[CONSEGNA]
Stabilisci se le affermazioni seguenti concordano con il testo di partenza. Rispondi sì o no e riporta tra virgolette le parole del testo che lo dimostrano. 1. I giudici del Riesame hanno accolto l'eccezione di inammissibilità sollevata dalla difesa. 2. La consulenza tecnica del pubblico ministero è stata svolta dall'ing. Migliorino. 3. La prima richiesta cautelare al GIP è del 14.7.2019.

La difesa aveva dedotto in sede d’appello l’inammissibilità dell’impugnazione per tale ragione, respinta dai giudici del Riesame alla luce del novum fattuale aggiunto alle indagini e costituito dalla consulenza tecnica del pubblico ministero svolta dall’ing. Buratti, dalle dichiarazioni del 18.9.2019 dell’ing. Migliorino e dalle dichiarazioni del nuovo direttore di Tronco 1 di Autostrade per l’Italia s.p.a., ing. Verzilli.

Il ricorrente contesta, in particolare, le ragioni sulla base delle quali la predetta consulenza tecnica è stata ritenuta rappresentativa di un novum processuale, laddove in realtà la novità richiesta dalla giurisprudenza di legittimità per superare il giudicato cautelare ed il divieto di ne bis in idem cautelare non può risolversi in una nuova, ancorchè diversa, valutazione di elementi probatori già sottoposti alla precedente valutazione del GIP, non importa se implicita o esplicita (si cita Sez. 5, n. 27710 del 4/5/2018; Sez. 6, n. 7375 del 3/12/2009; Sez. U, n. 14535 del 19/12/2006, dep. 2007).

Il carattere di novità, in altre parole, deve riguardare l’elemento di prova, nel senso che deve essere idoneo a modificare in modo obiettivo la situazione di fatto, sulla quale era intervenuta l’originaria decisione (si cita Sez. 5, n. 17986 del 9/1/2009) e non può limitarsi a rappresentare una nuova valutazione delle stesse prove.

Tale carattere di novità non appartiene, secondo la difesa, né alla consulenza tecnica del pubblico ministero, che costituisce una diversa, soggettiva valutazione di un compendio indiziario già offerto al GIP con la prima richiesta cautelare del 14.7.2019, né alle sommarie informazioni, solo formalmente diverse e successive rispetto a tale richiesta di misura, laddove invece esse sono soltanto ripetitive di contenuti già noti (peraltro le dichiarazioni di Verzilli sono comunque del 2.7.2019).

2.3. Il terzo motivo di ricorso deduce mancanza e manifesta illogicità della motivazione del provvedimento impugnato in ordine alla ritenuta sussistenza dei gravi indizi di colpevolezza a titolo di concorso omissivo.

[ESTRATTI DEI DATI]
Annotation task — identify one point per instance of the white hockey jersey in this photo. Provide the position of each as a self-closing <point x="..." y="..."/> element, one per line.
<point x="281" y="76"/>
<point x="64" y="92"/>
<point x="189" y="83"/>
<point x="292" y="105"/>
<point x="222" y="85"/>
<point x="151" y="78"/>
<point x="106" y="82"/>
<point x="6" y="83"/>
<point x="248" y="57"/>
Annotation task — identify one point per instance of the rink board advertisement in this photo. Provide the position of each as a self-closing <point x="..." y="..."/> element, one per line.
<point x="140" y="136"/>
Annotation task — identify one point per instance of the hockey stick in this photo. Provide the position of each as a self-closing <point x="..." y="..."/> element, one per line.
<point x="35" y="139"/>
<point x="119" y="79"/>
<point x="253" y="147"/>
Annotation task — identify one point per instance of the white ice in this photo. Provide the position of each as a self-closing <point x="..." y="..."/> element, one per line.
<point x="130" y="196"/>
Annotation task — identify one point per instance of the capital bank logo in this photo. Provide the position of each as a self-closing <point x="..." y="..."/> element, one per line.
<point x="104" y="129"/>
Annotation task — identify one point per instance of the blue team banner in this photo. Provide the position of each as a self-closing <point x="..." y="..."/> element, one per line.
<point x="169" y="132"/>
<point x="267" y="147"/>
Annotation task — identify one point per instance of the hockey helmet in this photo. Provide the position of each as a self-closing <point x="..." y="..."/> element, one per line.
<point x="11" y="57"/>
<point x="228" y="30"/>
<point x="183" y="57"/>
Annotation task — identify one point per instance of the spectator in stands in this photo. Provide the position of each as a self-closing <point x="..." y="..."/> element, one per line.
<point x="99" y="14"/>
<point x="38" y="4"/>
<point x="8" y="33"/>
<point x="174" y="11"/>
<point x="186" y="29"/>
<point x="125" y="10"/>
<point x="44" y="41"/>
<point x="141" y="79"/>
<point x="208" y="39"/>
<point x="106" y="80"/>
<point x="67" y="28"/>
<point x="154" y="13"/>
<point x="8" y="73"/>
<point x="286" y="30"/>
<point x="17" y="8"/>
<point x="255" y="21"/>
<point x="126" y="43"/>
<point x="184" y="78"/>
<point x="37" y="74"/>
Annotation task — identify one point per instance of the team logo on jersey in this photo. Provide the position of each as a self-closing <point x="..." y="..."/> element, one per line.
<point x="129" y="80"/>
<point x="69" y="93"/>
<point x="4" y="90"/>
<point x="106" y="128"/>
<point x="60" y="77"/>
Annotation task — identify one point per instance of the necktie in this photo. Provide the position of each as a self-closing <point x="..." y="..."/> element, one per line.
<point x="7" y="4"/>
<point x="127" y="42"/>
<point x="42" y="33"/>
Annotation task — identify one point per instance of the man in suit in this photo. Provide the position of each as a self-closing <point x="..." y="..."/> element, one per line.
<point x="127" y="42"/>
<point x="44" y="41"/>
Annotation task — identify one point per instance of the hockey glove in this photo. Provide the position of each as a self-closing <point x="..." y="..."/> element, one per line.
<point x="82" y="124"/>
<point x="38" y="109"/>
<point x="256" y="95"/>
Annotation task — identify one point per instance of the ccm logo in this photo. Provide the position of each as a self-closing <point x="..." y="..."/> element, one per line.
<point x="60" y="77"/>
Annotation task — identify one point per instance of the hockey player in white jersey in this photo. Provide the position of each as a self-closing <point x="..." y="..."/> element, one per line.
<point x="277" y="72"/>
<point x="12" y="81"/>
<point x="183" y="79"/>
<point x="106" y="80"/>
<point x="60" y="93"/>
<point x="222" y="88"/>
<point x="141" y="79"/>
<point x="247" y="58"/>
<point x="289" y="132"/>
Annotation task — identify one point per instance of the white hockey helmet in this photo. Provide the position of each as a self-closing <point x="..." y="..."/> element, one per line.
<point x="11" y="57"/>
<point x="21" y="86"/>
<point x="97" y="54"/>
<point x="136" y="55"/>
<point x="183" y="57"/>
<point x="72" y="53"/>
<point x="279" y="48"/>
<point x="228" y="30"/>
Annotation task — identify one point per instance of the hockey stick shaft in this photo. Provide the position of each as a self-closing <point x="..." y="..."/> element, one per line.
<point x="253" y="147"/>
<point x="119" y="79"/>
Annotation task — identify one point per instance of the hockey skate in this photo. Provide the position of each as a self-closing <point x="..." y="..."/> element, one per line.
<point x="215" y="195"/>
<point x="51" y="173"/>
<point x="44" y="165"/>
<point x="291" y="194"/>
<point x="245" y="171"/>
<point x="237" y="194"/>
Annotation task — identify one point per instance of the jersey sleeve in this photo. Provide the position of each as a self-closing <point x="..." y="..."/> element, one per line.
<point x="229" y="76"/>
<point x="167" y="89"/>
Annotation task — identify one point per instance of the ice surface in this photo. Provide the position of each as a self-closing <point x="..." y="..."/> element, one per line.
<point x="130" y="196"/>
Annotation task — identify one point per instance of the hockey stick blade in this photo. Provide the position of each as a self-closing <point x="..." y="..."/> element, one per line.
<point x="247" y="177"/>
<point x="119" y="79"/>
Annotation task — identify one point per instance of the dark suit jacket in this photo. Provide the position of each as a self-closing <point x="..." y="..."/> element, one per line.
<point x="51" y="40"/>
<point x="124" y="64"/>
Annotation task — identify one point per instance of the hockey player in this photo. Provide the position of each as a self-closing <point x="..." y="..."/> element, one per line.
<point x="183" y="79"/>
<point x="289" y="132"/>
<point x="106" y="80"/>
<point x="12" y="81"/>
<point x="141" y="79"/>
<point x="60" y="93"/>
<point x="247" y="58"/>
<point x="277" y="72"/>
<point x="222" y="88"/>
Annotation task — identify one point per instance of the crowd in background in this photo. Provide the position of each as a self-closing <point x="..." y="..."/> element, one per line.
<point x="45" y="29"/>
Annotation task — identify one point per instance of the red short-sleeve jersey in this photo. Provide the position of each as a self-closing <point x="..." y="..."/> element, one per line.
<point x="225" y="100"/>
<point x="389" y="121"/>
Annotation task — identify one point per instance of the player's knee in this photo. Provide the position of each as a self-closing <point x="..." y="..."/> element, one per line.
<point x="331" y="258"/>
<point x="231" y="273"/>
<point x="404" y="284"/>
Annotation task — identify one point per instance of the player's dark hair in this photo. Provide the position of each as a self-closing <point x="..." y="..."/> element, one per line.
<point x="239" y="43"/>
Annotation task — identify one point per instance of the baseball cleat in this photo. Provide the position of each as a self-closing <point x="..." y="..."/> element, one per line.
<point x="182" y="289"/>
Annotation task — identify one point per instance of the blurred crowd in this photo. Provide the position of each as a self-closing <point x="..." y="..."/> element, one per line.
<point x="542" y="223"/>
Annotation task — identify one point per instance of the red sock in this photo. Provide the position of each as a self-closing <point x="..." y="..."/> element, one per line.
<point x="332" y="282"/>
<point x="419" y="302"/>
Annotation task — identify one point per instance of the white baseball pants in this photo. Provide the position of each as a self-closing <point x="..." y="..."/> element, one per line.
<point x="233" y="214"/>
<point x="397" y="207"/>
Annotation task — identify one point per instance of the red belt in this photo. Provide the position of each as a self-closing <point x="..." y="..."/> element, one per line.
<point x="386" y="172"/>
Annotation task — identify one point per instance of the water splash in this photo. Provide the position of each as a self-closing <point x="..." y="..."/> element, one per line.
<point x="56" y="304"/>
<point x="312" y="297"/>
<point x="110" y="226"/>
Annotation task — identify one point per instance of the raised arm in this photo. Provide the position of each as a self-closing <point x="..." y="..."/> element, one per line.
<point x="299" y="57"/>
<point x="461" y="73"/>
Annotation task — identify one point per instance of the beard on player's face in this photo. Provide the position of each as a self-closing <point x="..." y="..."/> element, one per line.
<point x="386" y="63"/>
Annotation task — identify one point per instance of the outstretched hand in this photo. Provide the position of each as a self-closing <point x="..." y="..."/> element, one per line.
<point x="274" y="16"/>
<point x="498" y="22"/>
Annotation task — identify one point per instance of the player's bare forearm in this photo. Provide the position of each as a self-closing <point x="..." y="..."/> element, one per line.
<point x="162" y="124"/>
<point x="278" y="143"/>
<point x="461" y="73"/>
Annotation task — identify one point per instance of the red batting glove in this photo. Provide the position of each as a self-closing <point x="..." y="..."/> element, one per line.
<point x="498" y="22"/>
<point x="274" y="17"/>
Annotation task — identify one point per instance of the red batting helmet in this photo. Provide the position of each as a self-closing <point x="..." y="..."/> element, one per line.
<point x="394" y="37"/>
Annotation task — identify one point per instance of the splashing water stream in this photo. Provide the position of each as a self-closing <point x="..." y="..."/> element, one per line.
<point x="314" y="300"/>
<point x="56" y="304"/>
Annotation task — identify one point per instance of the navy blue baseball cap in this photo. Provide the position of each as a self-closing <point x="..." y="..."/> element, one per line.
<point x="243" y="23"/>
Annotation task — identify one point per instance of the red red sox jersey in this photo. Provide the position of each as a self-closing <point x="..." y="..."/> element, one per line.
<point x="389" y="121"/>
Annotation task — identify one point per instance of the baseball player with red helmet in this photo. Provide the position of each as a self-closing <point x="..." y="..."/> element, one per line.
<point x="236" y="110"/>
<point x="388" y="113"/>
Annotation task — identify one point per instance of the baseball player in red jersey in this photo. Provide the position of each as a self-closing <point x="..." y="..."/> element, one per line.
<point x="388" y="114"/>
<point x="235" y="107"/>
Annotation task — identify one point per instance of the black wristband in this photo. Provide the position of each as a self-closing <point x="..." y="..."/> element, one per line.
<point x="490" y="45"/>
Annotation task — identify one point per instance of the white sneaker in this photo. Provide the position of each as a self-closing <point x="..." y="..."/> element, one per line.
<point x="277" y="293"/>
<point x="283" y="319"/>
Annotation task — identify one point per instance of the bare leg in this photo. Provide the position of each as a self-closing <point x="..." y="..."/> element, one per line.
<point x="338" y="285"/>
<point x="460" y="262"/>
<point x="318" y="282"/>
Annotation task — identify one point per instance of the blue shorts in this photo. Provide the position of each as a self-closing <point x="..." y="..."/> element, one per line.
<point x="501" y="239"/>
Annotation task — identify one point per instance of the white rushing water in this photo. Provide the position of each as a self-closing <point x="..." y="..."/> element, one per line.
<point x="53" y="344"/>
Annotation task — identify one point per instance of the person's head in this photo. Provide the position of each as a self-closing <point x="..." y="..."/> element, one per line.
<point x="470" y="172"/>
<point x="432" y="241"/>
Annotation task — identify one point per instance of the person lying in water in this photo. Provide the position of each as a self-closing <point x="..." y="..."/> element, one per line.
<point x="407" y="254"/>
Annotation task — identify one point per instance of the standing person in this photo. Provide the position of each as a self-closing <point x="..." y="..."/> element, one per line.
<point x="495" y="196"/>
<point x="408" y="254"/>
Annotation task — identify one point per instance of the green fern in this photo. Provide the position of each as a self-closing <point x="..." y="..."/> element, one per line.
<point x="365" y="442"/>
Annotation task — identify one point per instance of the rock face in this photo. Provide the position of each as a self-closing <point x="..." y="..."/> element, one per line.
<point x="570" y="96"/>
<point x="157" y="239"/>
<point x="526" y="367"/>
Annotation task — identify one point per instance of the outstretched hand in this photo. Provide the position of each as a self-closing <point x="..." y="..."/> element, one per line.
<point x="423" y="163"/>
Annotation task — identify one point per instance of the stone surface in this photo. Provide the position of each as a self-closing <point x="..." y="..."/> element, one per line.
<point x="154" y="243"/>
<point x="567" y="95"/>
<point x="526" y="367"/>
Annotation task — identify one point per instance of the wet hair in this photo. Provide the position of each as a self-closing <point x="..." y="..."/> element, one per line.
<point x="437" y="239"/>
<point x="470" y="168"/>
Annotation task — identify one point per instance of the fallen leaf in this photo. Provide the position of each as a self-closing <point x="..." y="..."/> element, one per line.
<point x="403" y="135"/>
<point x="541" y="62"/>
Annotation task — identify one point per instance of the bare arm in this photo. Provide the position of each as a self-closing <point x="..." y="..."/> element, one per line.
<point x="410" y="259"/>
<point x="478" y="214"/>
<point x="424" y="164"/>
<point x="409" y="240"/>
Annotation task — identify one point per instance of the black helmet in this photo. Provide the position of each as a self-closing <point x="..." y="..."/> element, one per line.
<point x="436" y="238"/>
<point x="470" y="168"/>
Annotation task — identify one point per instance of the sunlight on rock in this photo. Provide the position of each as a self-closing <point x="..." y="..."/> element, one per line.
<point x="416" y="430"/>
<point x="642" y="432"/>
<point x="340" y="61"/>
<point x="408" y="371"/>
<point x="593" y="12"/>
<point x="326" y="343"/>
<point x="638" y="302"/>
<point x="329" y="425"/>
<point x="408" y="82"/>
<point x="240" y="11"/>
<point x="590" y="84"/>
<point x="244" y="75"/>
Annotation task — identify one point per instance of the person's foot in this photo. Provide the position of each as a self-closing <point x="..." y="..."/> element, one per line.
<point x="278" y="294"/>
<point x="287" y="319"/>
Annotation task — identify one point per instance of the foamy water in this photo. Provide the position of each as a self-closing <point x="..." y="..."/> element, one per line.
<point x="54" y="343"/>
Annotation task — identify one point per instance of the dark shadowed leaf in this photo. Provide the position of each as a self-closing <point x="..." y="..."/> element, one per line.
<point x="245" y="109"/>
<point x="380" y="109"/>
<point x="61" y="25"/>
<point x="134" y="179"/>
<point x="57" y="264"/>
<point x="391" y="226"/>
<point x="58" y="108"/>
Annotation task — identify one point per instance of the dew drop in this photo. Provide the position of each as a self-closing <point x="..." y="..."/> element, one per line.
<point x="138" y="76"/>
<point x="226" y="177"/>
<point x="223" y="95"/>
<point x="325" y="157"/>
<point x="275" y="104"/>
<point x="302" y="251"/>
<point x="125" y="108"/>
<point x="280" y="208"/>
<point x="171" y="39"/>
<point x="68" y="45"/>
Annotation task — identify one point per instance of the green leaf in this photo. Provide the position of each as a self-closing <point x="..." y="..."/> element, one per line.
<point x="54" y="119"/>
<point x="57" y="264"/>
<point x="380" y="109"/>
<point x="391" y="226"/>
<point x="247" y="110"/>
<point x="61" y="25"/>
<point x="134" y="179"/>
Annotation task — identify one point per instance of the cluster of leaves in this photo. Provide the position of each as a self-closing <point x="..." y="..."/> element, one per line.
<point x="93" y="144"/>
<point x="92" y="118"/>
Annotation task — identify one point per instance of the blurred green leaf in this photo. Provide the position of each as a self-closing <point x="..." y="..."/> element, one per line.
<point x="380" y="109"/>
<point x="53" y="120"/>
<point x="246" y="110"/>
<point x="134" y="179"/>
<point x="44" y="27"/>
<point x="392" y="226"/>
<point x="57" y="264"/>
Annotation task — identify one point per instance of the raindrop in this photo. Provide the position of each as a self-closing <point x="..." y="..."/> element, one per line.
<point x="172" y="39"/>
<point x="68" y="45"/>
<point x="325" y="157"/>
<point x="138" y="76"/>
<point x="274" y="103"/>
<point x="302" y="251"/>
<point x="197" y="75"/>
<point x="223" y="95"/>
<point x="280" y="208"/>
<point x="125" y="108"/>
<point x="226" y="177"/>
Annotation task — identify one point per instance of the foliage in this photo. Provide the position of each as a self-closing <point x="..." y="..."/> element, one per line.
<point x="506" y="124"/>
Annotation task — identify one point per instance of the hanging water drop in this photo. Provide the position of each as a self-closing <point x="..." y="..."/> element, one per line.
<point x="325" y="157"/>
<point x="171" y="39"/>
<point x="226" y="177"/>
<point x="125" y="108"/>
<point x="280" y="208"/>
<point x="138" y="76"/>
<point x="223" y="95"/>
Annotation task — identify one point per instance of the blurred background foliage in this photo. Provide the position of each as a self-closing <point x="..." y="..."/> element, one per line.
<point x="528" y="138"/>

[SOLUZIONE]
1. No: «respinta dai giudici del Riesame».
2. No: «svolta dall’ing. Buratti».
3. Sì: «con la prima richiesta cautelare del 14.7.2019».